## begin Material for this task
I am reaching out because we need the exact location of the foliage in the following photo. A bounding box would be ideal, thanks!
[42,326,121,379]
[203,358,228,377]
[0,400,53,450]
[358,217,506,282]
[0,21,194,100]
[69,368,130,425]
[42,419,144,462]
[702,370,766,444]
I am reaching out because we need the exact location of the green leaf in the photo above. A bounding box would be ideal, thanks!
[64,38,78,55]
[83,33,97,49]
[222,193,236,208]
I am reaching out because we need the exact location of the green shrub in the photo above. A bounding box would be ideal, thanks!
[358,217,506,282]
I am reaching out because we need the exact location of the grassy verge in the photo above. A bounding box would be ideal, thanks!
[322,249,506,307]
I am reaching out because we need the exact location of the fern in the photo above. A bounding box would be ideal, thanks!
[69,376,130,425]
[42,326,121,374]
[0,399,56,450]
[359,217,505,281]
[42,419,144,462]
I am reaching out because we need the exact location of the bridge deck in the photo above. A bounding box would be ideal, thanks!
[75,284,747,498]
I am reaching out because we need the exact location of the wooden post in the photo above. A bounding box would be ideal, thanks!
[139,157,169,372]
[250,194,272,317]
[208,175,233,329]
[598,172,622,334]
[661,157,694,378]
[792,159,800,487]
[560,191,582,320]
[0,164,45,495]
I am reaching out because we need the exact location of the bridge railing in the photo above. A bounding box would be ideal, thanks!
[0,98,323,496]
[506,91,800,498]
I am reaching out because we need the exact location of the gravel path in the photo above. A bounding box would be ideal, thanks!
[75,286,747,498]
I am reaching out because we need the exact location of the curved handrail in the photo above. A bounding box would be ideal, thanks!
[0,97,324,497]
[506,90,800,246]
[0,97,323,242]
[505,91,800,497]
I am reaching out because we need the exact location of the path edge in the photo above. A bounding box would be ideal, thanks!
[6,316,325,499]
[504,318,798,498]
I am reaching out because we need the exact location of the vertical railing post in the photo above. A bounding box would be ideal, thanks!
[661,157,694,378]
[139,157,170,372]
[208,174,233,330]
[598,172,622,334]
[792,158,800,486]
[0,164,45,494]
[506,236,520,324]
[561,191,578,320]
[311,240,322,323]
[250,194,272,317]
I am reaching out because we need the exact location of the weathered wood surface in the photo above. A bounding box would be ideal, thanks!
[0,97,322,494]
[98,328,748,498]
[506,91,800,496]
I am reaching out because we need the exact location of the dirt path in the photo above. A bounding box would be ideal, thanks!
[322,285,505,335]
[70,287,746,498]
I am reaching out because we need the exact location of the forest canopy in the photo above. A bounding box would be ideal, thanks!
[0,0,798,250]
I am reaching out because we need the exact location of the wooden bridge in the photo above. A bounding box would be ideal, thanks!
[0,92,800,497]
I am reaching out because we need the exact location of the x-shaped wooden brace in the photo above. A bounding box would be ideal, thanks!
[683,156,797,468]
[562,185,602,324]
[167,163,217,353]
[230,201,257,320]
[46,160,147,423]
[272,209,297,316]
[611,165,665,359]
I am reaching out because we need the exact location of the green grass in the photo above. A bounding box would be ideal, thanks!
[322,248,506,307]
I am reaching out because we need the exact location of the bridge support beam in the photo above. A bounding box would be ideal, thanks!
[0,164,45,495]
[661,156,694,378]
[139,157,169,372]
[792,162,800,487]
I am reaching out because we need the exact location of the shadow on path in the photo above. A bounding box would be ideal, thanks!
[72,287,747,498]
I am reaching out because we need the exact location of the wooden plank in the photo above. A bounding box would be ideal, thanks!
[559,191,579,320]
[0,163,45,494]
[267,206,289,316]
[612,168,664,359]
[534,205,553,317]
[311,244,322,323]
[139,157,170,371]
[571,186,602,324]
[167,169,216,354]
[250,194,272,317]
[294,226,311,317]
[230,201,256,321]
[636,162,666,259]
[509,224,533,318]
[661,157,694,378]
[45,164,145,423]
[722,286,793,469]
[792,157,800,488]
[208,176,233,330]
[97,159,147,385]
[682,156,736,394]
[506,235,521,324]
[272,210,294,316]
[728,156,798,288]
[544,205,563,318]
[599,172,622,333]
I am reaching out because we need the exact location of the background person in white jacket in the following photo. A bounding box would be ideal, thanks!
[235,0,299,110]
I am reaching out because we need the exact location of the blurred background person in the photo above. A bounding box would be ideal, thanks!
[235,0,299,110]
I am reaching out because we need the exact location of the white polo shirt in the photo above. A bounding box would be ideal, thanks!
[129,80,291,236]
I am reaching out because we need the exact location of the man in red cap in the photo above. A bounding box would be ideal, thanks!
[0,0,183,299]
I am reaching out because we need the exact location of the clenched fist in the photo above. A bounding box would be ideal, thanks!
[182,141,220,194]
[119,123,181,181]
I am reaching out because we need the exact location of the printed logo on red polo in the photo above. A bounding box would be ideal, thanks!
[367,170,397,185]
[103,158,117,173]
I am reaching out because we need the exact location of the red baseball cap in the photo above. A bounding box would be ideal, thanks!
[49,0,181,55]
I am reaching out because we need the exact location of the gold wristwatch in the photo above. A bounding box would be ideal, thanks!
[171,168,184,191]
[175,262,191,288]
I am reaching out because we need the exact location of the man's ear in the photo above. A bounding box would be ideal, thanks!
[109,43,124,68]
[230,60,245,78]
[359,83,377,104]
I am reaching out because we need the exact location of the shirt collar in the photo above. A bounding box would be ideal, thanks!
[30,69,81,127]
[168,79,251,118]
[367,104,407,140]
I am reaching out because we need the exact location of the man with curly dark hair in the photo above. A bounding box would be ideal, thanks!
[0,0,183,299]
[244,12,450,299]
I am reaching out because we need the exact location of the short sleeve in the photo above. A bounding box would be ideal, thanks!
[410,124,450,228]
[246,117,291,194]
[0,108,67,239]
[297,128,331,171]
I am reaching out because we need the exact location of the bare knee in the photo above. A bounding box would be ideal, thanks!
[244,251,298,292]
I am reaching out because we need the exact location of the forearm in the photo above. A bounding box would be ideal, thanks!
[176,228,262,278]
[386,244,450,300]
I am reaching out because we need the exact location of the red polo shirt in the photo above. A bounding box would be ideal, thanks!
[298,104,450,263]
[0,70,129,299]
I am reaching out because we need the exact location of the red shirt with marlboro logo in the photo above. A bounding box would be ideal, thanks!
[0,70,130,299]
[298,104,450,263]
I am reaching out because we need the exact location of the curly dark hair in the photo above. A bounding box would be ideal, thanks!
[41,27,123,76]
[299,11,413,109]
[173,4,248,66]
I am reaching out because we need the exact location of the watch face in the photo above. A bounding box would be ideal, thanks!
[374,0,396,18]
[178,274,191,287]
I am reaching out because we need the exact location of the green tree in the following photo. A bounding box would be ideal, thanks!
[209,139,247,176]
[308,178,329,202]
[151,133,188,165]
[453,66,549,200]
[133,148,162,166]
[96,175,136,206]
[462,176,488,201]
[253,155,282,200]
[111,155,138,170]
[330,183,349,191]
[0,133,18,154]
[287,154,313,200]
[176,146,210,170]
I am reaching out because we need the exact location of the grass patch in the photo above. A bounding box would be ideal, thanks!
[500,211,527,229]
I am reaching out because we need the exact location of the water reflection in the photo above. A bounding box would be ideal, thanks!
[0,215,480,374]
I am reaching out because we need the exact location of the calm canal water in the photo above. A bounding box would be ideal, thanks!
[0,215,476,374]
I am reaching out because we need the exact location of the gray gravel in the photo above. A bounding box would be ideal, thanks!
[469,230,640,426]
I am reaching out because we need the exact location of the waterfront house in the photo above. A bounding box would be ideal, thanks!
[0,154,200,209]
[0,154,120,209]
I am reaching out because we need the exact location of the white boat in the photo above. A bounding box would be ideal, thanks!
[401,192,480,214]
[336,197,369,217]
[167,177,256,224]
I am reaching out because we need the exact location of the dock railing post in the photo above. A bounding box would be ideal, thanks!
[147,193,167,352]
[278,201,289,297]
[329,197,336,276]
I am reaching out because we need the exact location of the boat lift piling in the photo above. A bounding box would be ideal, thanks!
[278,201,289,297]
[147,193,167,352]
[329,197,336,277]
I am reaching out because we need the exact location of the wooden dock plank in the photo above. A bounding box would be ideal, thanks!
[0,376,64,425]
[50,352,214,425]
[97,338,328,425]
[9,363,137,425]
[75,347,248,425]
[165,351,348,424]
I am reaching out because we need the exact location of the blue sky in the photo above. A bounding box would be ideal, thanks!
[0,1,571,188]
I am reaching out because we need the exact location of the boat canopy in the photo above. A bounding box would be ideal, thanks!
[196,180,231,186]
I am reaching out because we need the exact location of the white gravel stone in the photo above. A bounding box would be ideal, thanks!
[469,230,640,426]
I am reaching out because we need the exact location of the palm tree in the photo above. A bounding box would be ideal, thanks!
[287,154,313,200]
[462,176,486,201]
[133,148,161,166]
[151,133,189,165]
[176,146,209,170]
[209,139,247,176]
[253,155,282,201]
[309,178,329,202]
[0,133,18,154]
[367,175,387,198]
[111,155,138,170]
## end Material for this task
--- Directive ---
Output the material from the line with "of the curved" to the line with "[0,0,798,250]" as a two-column CSV with the headers message and reply. Give one row per message with its full reply, each in a single quoted field, and change line breaks to spaces.

--- Finished exercise ---
message,reply
"I am reaching out because we need the exact location of the curved handrail in the photo above. A bounding box would be ideal, thanks!","[0,97,324,497] [506,90,800,246] [0,97,323,242] [505,91,800,497]"
"I am reaching out because we need the exact location of the path edge in the photo above. A bounding box would be ideal, thanks!","[6,316,325,499] [504,318,798,498]"
"I am reaching out because we need the exact location of the vertical railing post in the photo above. A bounding box would be ideal, thanks!","[661,157,694,378] [139,157,170,372] [208,174,233,330] [598,172,622,334] [792,158,800,486] [0,164,45,494] [506,236,520,324] [561,191,578,320] [311,240,322,323] [250,194,272,317]"
"I am reaching out because we need the exact location of the weathered wood surface in the photo above. A bounding box would be ideal, thanks!","[0,97,322,494] [98,328,748,498] [506,91,800,496]"
"I am reaching out because we need the exact location of the dirt path in the photo above. A bounding box would be ideal, thanks!","[322,285,505,335] [70,287,746,498]"
"I am reaching out because we need the exact location of the forest canopy in the photo above. A bounding box would be ideal, thanks!","[0,0,798,250]"